━━━━━ Provided records
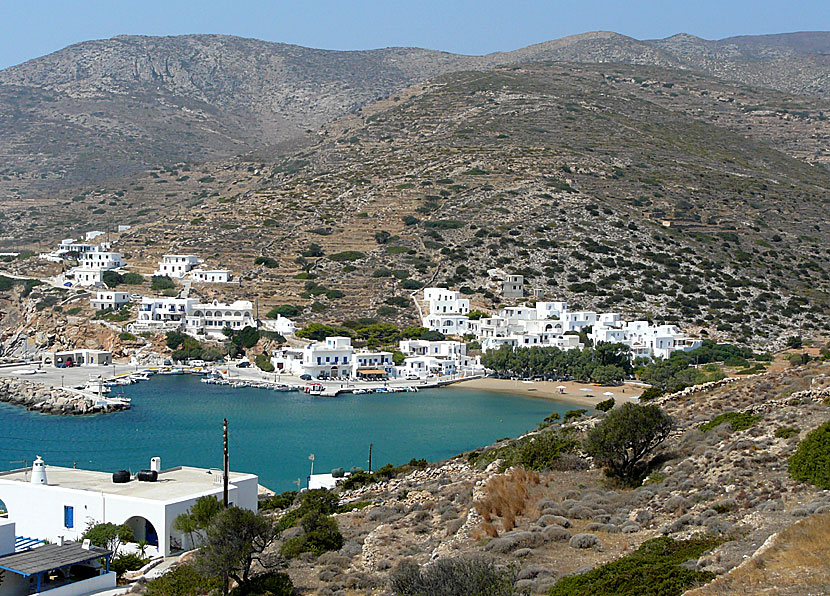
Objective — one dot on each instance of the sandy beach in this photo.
(572, 392)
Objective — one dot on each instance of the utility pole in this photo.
(226, 469)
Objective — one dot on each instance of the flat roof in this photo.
(176, 483)
(49, 557)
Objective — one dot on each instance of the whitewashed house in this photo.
(55, 503)
(162, 314)
(101, 260)
(64, 568)
(281, 325)
(333, 357)
(209, 320)
(176, 266)
(86, 277)
(109, 300)
(212, 276)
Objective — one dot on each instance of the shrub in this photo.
(346, 256)
(452, 576)
(811, 461)
(182, 580)
(286, 310)
(626, 436)
(269, 262)
(264, 363)
(737, 420)
(161, 282)
(270, 584)
(652, 570)
(127, 562)
(132, 279)
(785, 432)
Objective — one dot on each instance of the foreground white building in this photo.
(210, 319)
(162, 314)
(63, 568)
(54, 503)
(211, 276)
(176, 266)
(109, 300)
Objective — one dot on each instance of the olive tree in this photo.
(236, 539)
(626, 436)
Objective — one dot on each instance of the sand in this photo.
(572, 393)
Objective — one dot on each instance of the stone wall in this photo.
(51, 400)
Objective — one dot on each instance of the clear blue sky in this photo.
(29, 29)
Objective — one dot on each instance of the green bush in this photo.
(132, 279)
(264, 362)
(127, 562)
(652, 570)
(651, 393)
(182, 580)
(811, 461)
(269, 262)
(453, 577)
(536, 452)
(269, 584)
(286, 310)
(346, 256)
(161, 282)
(785, 432)
(738, 421)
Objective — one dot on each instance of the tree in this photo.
(236, 540)
(196, 521)
(161, 282)
(626, 436)
(108, 535)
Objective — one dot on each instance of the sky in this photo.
(37, 27)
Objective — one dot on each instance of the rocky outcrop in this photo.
(53, 400)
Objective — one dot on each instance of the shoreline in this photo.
(572, 393)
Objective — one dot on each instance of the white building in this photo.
(109, 300)
(60, 569)
(333, 357)
(209, 320)
(212, 276)
(55, 503)
(87, 277)
(102, 260)
(281, 325)
(162, 314)
(176, 265)
(645, 340)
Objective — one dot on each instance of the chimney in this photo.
(38, 471)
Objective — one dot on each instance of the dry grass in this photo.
(796, 562)
(507, 498)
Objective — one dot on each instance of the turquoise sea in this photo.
(272, 434)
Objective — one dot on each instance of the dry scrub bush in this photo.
(507, 497)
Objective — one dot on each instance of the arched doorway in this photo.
(143, 530)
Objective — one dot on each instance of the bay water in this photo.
(271, 433)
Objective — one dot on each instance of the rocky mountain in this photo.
(104, 109)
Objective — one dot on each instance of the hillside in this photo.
(100, 110)
(643, 190)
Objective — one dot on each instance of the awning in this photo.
(49, 557)
(371, 371)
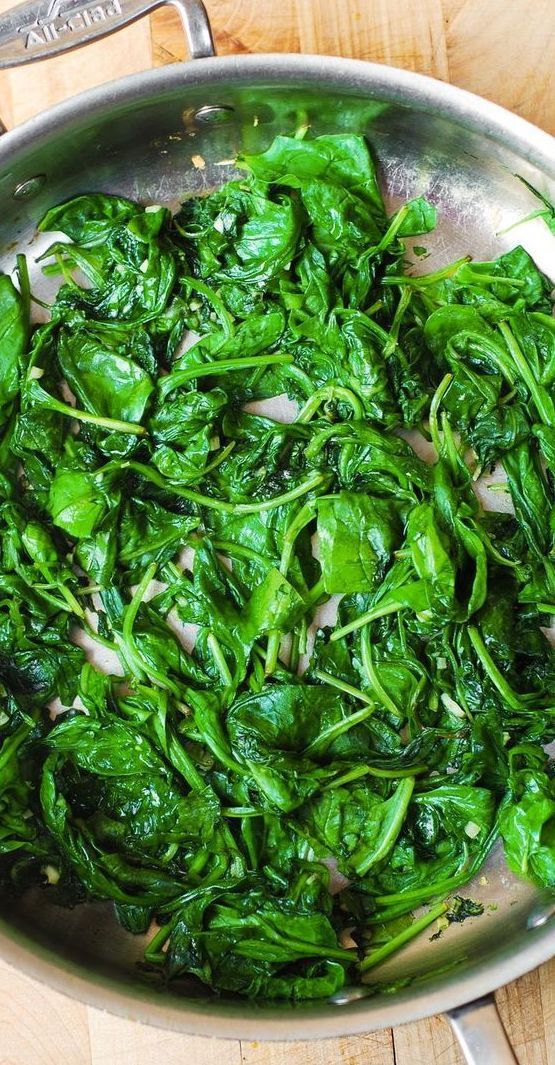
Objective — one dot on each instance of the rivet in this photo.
(215, 114)
(30, 187)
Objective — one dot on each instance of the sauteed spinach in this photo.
(238, 755)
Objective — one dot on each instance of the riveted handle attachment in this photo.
(480, 1033)
(39, 29)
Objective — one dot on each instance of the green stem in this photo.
(413, 930)
(219, 660)
(387, 774)
(390, 829)
(127, 642)
(302, 519)
(179, 377)
(45, 399)
(328, 394)
(335, 682)
(540, 396)
(315, 480)
(423, 280)
(436, 403)
(489, 666)
(322, 742)
(372, 615)
(370, 669)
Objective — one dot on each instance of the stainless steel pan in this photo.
(137, 136)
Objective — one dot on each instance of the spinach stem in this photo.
(336, 682)
(179, 377)
(489, 666)
(378, 955)
(219, 660)
(315, 480)
(329, 394)
(370, 669)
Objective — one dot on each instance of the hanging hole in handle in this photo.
(213, 114)
(26, 190)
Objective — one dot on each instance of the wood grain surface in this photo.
(502, 49)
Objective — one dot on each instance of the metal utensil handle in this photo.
(39, 29)
(480, 1033)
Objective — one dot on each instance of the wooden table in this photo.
(502, 49)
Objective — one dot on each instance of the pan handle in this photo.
(480, 1033)
(39, 29)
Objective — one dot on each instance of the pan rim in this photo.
(535, 146)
━━━━━━━━━━
Work required >> Strip the images and reproduce the remaining records precisely.

Response for this exercise >>
Objective — one dot on each instance of the sandy beach in this photo.
(572, 392)
Objective — one dot on each instance of the utility pole in this photo.
(226, 469)
Objective — one dot on each instance of the flat roof in this photo.
(176, 483)
(49, 557)
Objective — one dot on each instance of the whitewashed house in this photo.
(55, 503)
(162, 314)
(101, 260)
(64, 568)
(281, 325)
(333, 357)
(209, 320)
(176, 266)
(86, 277)
(109, 300)
(212, 276)
Objective — one dot on each instance of the shrub in this photo.
(346, 256)
(452, 576)
(811, 461)
(182, 580)
(286, 310)
(626, 436)
(269, 262)
(264, 363)
(737, 420)
(161, 282)
(270, 584)
(652, 570)
(127, 562)
(132, 279)
(785, 432)
Objective — one dot on each instance of the foreground white building in this photo.
(210, 319)
(162, 314)
(63, 568)
(54, 503)
(211, 276)
(176, 266)
(109, 300)
Objective — one dot on each instance of the olive tree in this photo.
(236, 539)
(626, 436)
Objective — one dot on each instance of the sand in this photo.
(572, 393)
Objective — one dot on each instance of the stone wall in this photo.
(51, 400)
Objective — one dot on each instance of the clear blue sky in this photo.
(29, 29)
Objective — one dot on each instance of the green bush in this photo.
(132, 279)
(264, 362)
(127, 562)
(652, 570)
(651, 393)
(182, 580)
(811, 461)
(269, 262)
(453, 577)
(536, 452)
(269, 584)
(286, 310)
(346, 256)
(161, 282)
(785, 432)
(738, 421)
Objective — one dot on each instance of the tree in this photo.
(236, 540)
(196, 521)
(161, 282)
(626, 436)
(108, 535)
Objective — one dot on each instance of the sky in this photo.
(37, 27)
Objective — one dot on each instance of the rocky outcrop in this photo.
(53, 400)
Objective — one dot on each instance of the shoreline in this photo.
(572, 393)
Objective — one dot on each instance of the white building in this photo.
(109, 300)
(60, 569)
(333, 357)
(209, 320)
(212, 276)
(55, 503)
(87, 277)
(102, 260)
(281, 325)
(162, 314)
(176, 265)
(645, 340)
Objective — one dot on each instance of the chimney in this photo.
(38, 471)
Objective — one dot on each instance of the dry grass in this photo.
(796, 562)
(507, 498)
Objective — one dot on each instance of the turquoise sea in this photo.
(272, 434)
Objective — one dot on each instance of the dry scrub bush in this photo.
(507, 497)
Objective — one dot on each instance of the arched doorway in this photo.
(143, 530)
Objective — one dot on each instance of the bay water in this photo.
(271, 433)
Objective — one dot on each instance of the rocky mountain in this photo.
(104, 109)
Objective — one dot on each instance of the hillside in this photo.
(100, 110)
(643, 190)
Objective — one dot on each instance of the awning in this photo.
(49, 557)
(371, 371)
Objective — one dot on each instance of the rivet in this photo.
(215, 114)
(30, 187)
Objective — one dot on each instance of the sauteed spinach in this photo.
(238, 755)
Objective — one dot on each instance of the riveted handle attachment in this photo.
(480, 1033)
(39, 29)
Objective — one dot on each instance of the green stem in this photo.
(413, 930)
(219, 660)
(387, 774)
(390, 829)
(127, 642)
(302, 519)
(179, 377)
(45, 399)
(328, 394)
(335, 682)
(540, 396)
(315, 480)
(423, 280)
(436, 403)
(489, 666)
(322, 742)
(372, 615)
(370, 669)
Objective — one dot on each instance of the stainless steel pan in this photo.
(137, 136)
Objective — one dot on each instance of the spinach stem in this photo.
(336, 682)
(179, 377)
(489, 666)
(378, 955)
(219, 660)
(315, 480)
(329, 394)
(370, 669)
Objective — one dot on each instance of the hanging hole in handle in this photo.
(213, 114)
(26, 190)
Objective — one dot on each instance of the wood grain surface in this photo.
(502, 49)
Objective — one dot on each instance of the metal utensil handle in this photo.
(39, 29)
(480, 1033)
Objective — one dot on each instance of the wooden table in this photo.
(502, 49)
Objective — one dot on each instance of the pan handle in this photo.
(480, 1033)
(39, 29)
Objective — one dot on each instance of the pan rim in this photo.
(535, 146)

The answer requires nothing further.